-- start of Text block --

A year since marriage equality passed the Australian parliament and once again LGBTIQ+ people are being dragged into a debate about whether or not we deserve to live our lives without discrimination.

On Thursday, Prime Minister Scott Morrison announced plans to make it illegal to discriminate on the basis of religion because the ‘walls are closing in’ on religious freedoms.

There’s scant evidence that we have a problem with religious freedom in Australia. But sure, let’s protect the right of people to not be discriminated against because of their religion.

But that’s not the guts of what Morrison is on about. What he is obsessed about is mounting a last ditch effort to stop the walls closing in on the unacceptable ‘freedom’ to discriminate against LGBTIQ+ people.

When the heat was on during the Wentworth by-election, Scott Morrison promised that protecting LGBTIQ+ kids from discrimination in religious schools was so urgent that parliament would deal with it within a fortnight.

Which didn’t happen.

-- end of Text block --
-- start of Dataset excerpts --

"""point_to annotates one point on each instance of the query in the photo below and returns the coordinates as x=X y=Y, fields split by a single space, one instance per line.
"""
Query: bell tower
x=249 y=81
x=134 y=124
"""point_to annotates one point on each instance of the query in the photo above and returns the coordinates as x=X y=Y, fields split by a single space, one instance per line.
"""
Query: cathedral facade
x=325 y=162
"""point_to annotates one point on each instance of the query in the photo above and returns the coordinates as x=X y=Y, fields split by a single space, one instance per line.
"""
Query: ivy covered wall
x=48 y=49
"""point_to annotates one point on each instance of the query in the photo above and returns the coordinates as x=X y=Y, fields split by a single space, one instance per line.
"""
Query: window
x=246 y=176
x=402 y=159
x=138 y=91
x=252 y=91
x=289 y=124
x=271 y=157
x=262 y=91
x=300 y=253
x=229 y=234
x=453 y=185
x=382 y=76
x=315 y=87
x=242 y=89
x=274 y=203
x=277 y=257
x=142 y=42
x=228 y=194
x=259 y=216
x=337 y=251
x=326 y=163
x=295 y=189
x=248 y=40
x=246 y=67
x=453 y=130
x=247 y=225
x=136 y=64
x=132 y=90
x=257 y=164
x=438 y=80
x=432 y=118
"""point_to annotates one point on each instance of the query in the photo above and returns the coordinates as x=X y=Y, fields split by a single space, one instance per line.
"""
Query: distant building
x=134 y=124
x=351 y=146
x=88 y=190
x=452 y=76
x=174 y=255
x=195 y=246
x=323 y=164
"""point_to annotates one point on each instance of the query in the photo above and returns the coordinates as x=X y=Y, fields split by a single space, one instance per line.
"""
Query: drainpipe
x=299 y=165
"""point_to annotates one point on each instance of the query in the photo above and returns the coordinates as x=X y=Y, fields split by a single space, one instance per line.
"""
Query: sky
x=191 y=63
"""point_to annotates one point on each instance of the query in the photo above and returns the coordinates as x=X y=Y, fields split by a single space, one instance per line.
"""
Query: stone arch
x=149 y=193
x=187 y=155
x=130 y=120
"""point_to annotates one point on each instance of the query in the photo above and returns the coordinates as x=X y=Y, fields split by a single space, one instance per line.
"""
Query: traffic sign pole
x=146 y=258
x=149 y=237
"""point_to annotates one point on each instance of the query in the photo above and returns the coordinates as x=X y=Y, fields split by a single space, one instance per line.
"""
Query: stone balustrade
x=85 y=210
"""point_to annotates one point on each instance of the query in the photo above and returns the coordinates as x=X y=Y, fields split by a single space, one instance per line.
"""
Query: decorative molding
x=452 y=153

-- end of Dataset excerpts --

Problem details: Pick up the commentary on Scott Morrison's religious freedom plans after its last line, "Which didn't happen.", and continue it in the same voice.

Answer for this exercise:
It was then promised before parliament ended for the year last week.

Which didn’t happen.

Now he’s lobbed the problem to the Australian Law Reform Commission for review, despite the Ruddock Review and a Senate Inquiry.

In other words, it won’t happen under his government.

Apparently enacting religious discrimination laws is now really urgent, more urgent than ensuring LGBTQ+ kids aren’t bullied or demonised or expelled by their school.

Given Scott Morrison’s record on LGBTIQ+ rights, and that of the Abbott-Turnbull-Morrison government, it’s pretty clear that this urgent push for religious discrimination laws will be used to undermine the hard-won protections for LGBTIQ+ people or override existing anti-discrimination laws that protect people on the basis of sex, sexual orientation, gender identity, intersex status, pregnancy, or marital status.

The Morrison government bill that was introduced into parliament to ‘protect’ LGBTQ+ kids last week was a Trojan horse that would actually expand discrimination against LGBTQ+ students, not remove it.

It would permit unbelievably harmful conversion practices and allow schools to bully, exclude or even refuse to teach LGBTQ+ students.

This could all be completely legal  ‘teaching activity’, defined as ‘any kind of instruction of a student’ that is ‘done in good faith in accordance with the doctrines, tenets, beliefs or teachings of a particular religion or creed.’

It is chilling to think about potential impacts of ‘teaching activities’ on LGBTQ+ students undertaken in line with the religious beliefs of some schools.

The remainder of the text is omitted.